AI think, therefore AI am
What exactly do people mean when they talk about AI in 2018? Where do I start if I want to embrace AI in my business? Get your questions answered in our Think:Act magazine on artificial intelligence.
by Wolfgang Zehrt
Illustrations by Mungang Kim
If you think disruption of the media business is old news, think again. It's only just getting started, and the largest threat – or opportunity, depending on how you look at it – is looming within sight: robot writers.
Ask Anybody to describe a journalist to you and you'll get as many answers as the people you question. The stereotype fits a number of images and descriptions: There's the US cliché of a trench coat-wearing scribbler in a trilby hat with a press ticket in the band; then there's the hard-playing, hard-drinking hack of London's Fleet Street; and what about the fearless seekers of truth all over the world who are prepared to die – and sometimes do – to get their stories out? However tenacious they are, though, we all think of journalists as human beings, and that the role they play is a vital component in a functioning democracy: speaking truth to power and promoting freedom of thought as well as speech.
In recent years, however, there seems to be an ever-growing set of conditions that threaten to damage the fourth estate, the way journalism works and those sweating over their keyboards. The disruption of the business model with the advent of the internet and digital publishing was one such threat. The specter and accusation of "fake news" striking at the integrity and trustworthiness of the media was another. But added to these is a new and possibly much more mortal threat. It isn't so much about business or about how the news is delivered – online, print, mobile – but more about how the news is written. How it is produced. How it is generated.
+--
## Task statement:
List each image of a journalist that the article on robot writers in journalism gives as an example of the stereotype. The records that follow bear no relation to the article above.

## Coordinate annotation entries:
+--
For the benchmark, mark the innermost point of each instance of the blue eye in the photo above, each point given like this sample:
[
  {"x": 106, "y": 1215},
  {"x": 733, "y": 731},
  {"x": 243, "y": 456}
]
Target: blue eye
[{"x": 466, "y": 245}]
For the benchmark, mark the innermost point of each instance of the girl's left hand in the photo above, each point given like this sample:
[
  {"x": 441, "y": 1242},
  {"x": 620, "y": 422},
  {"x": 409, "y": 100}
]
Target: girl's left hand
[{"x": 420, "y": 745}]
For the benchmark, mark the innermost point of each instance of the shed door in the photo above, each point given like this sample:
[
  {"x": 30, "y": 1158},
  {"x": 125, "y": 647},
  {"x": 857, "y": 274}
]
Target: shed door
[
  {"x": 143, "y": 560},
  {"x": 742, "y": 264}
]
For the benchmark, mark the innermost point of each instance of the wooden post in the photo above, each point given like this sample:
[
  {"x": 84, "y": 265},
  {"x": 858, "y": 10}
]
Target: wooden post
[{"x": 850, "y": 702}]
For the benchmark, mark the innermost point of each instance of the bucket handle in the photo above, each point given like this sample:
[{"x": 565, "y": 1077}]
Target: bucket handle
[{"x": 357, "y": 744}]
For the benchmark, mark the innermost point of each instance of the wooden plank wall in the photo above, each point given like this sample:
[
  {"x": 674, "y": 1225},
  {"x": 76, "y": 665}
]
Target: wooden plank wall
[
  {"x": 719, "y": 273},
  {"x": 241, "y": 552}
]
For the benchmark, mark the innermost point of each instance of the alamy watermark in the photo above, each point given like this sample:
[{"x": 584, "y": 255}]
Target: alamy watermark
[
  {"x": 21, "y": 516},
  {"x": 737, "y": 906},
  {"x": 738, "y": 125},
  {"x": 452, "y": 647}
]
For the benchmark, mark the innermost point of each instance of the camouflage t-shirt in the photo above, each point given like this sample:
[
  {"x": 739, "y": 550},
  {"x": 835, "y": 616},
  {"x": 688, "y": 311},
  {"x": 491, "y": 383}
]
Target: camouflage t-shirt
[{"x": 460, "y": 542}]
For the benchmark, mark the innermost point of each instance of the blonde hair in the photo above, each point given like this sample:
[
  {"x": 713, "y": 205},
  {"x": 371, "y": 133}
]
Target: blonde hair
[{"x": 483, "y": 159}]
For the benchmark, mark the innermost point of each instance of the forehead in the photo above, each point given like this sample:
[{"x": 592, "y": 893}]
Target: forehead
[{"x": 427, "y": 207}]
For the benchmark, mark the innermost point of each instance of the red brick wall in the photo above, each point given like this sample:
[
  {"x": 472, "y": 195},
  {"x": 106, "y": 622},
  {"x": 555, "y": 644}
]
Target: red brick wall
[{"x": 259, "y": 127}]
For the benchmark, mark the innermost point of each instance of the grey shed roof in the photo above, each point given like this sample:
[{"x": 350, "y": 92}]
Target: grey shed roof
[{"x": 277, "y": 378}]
+--
## Exercise result:
- The US cliché of a trench coat-wearing scribbler in a trilby hat with a press ticket in the band
- The hard-playing, hard-drinking hack of London's Fleet Street
- The fearless seekers of truth all over the world who are prepared to die to get their stories out